Aim of the exercise:
Please set out the lines below, from the start of the rows through the line containing "[208,64,549,257]", as a Markdown table with two columns: No, holding each line's number, and Line, holding its text. Skip blank lines.

Rows:
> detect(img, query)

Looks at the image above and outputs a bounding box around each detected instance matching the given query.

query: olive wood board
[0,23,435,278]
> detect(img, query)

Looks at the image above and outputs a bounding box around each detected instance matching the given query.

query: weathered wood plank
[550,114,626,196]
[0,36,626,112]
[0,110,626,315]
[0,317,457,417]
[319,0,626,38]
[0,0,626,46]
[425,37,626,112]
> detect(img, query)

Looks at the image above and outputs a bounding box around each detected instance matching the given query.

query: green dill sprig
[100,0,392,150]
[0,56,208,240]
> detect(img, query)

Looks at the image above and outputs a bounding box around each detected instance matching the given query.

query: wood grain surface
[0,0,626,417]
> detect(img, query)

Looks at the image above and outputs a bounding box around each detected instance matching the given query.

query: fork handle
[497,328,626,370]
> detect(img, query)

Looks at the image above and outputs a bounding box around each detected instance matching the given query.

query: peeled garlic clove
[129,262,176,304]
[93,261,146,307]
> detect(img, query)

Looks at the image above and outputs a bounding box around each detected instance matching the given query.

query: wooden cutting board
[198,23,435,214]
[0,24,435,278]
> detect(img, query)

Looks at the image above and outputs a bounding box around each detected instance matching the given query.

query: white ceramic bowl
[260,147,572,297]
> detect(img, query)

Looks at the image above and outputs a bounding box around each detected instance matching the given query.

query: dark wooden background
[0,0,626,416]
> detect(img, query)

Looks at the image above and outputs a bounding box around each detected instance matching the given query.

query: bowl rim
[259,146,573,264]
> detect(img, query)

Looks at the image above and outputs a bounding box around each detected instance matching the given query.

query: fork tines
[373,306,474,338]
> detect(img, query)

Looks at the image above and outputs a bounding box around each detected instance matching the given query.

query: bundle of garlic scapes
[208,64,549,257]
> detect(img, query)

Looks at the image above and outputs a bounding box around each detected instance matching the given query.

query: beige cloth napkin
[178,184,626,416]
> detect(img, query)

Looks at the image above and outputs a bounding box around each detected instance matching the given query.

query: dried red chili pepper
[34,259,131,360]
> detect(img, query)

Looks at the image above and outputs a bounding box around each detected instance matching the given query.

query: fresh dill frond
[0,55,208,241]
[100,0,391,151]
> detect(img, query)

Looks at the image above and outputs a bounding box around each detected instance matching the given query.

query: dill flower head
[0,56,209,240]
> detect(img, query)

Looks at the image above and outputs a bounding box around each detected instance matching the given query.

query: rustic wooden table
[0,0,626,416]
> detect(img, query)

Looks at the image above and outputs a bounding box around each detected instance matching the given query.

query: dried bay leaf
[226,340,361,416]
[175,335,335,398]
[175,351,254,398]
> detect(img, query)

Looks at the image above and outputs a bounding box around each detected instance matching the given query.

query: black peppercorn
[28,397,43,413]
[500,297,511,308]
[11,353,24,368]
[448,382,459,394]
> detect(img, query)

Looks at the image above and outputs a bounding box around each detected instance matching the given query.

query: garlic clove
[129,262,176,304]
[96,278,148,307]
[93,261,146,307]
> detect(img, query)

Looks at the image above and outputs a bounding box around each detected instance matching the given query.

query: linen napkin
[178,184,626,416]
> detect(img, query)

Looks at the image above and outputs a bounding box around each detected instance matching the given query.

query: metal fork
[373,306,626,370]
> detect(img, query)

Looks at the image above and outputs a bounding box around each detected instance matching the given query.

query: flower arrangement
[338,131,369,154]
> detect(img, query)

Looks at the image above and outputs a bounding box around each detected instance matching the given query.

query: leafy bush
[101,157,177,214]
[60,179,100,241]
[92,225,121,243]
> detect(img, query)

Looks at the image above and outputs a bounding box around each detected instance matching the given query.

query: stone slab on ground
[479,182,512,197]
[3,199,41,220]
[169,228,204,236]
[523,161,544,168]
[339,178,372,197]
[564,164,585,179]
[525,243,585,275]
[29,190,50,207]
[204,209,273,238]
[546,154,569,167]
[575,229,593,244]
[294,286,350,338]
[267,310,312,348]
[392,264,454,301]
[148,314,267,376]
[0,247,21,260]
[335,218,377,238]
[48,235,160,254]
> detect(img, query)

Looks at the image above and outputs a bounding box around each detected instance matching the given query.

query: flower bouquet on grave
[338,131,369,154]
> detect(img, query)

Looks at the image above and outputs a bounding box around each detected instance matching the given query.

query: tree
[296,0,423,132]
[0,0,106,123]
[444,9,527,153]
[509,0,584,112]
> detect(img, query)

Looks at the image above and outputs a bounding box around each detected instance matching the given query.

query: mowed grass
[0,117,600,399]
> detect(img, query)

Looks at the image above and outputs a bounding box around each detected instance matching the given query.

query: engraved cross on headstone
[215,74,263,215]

Right answer:
| No | Line |
|---|---|
| 1 | > detect(img, query) |
| 2 | Looks at the image above and outputs a bounding box around each detected instance matching the given query. |
| 3 | query: olive wood board |
| 4 | [0,23,435,278] |
| 5 | > detect(img, query) |
| 6 | Looks at the image above and outputs a bounding box around each detected instance matching the given query. |
| 7 | query: weathered wood plank |
| 8 | [550,114,626,196] |
| 9 | [0,36,626,112] |
| 10 | [0,110,626,315] |
| 11 | [0,317,457,417] |
| 12 | [319,0,626,38] |
| 13 | [0,0,626,46] |
| 14 | [425,37,626,112] |
| 15 | > detect(img, query) |
| 16 | Looks at the image above and outputs a bounding box around each detected instance matching the given query. |
| 17 | query: green dill sprig |
| 18 | [100,0,392,150] |
| 19 | [0,56,208,240] |
| 20 | > detect(img, query) |
| 21 | Looks at the image above and outputs a bounding box around each detected instance matching the given query. |
| 22 | query: wood grain surface |
| 23 | [0,0,626,417] |
| 24 | > detect(img, query) |
| 25 | Looks at the image above and outputs a bounding box around each detected instance matching the given query. |
| 26 | query: fork handle |
| 27 | [497,328,626,370] |
| 28 | > detect(img, query) |
| 29 | Looks at the image above and outputs a bounding box around each detected instance matching the given query. |
| 30 | query: peeled garlic clove |
| 31 | [129,262,176,304] |
| 32 | [93,261,146,307] |
| 33 | > detect(img, query) |
| 34 | Looks at the image above and outputs a bounding box around each detected instance matching the given query. |
| 35 | query: wooden cutting board |
| 36 | [198,23,435,214] |
| 37 | [0,24,435,278] |
| 38 | > detect(img, query) |
| 39 | Looks at the image above and outputs a bounding box around each detected instance matching the given query. |
| 40 | query: white ceramic bowl |
| 41 | [260,147,572,297] |
| 42 | > detect(img, query) |
| 43 | Looks at the image above and outputs a bounding box around each detected instance matching the given query. |
| 44 | query: dark wooden background |
| 45 | [0,0,626,416] |
| 46 | > detect(img, query) |
| 47 | Looks at the image above and outputs a bounding box around each detected instance matching the given query. |
| 48 | query: bowl rim |
| 49 | [259,146,573,264] |
| 50 | > detect(img, query) |
| 51 | Looks at the image above and outputs a bounding box around each detected instance matching the given query. |
| 52 | query: fork tines |
| 53 | [373,306,474,338] |
| 54 | > detect(img, query) |
| 55 | Looks at the image above and outputs a bounding box around each detected instance matching the given query. |
| 56 | query: bundle of garlic scapes |
| 57 | [208,64,549,257] |